◆ Task directions
Under this task are some entries; return every one of them exactly.

━━━━━━━━━━━━━━━━━━━━━━━━━━━━━━

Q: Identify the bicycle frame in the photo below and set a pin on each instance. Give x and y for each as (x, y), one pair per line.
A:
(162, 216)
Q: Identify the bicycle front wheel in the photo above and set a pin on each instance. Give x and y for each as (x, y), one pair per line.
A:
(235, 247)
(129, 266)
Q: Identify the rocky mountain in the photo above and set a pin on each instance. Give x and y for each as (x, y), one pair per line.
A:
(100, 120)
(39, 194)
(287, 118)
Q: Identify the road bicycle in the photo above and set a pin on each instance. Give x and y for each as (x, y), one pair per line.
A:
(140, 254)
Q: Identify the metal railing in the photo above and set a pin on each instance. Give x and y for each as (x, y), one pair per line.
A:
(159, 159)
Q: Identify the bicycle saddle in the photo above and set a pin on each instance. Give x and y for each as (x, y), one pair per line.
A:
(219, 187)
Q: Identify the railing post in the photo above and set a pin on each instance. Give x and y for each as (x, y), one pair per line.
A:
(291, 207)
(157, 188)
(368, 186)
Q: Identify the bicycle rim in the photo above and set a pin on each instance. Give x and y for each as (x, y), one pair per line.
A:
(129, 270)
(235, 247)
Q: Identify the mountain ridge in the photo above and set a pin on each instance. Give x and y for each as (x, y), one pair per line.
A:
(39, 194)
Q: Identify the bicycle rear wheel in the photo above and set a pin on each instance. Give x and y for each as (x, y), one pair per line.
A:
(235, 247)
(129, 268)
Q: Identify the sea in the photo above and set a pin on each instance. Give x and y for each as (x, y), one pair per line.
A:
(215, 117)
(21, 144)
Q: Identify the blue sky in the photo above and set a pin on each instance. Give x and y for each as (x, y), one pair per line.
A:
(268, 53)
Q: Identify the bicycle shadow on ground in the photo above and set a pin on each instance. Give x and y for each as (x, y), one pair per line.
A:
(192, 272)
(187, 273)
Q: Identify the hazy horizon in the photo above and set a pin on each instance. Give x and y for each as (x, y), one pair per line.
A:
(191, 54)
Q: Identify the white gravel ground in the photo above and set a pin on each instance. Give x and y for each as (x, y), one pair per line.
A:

━━━━━━━━━━━━━━━━━━━━━━━━━━━━━━

◆ Complete response
Q: Identify the bicycle frame in the photo below and set a pin on each instance. Give x and y for each as (x, y), one pair per line.
A:
(162, 216)
Q: Identify the bicycle front wheel in the photo above and set a pin on each instance. Give x and y for each as (x, y), one pair per line.
A:
(235, 247)
(129, 266)
Q: Identify the rocky mountain in the photo above and set a pin on each instance. Give x and y for each as (x, y), one pair per line.
A:
(100, 120)
(39, 194)
(287, 118)
Q: Identify the road bicycle in the photo above and set a pin on each instance. Give x and y for each as (x, y), one pair per line.
A:
(140, 254)
Q: Identify the metal railing in the photo above and set a pin on each instance. Give x and y for each as (x, y), one pair per line.
A:
(159, 159)
Q: Identify the bicycle saddle in the photo above and set a pin on each instance. Give x and y for each as (x, y), one pair per line.
A:
(219, 187)
Q: Identify the railing post in the photo above and set a pin on each instance. Give x and y for each as (x, y), one pair per line.
A:
(291, 207)
(157, 188)
(368, 186)
Q: Identify the bicycle rim in the photo above and set a pin on each instance. Give x and y for each as (x, y), one pair per line.
A:
(129, 270)
(235, 247)
Q: Identify the mountain ridge in the photo above and set a pin on each instance. Give x and y for each as (x, y), one pair per line.
A:
(39, 194)
Q: Identify the bicycle rear wheel in the photo above and set a pin on each instance. Give x and y for each as (x, y), one pair per line.
A:
(235, 247)
(129, 268)
Q: Identify the sea in the photo above and set a pin on each instance. Give x and y for each as (x, y), one pair per line.
A:
(215, 117)
(21, 144)
Q: Identify the blue sky in the photo above and set a pin on each instance. Give x and y for each as (x, y), one pair per line.
A:
(268, 53)
Q: Identify the bicycle shadow on ground in the photo above and set a pin on each instance. Give x and y for each as (x, y), one pair per line.
A:
(192, 272)
(187, 273)
Q: Identify the hazy horizon in the photo above and set a pin on each instance. Give x and y for each as (x, y), one pair per line.
A:
(191, 54)
Q: Identify the white gravel ground in the photo above and set a pin on each instance. Give x and y for each as (x, y), one pair per line.
A:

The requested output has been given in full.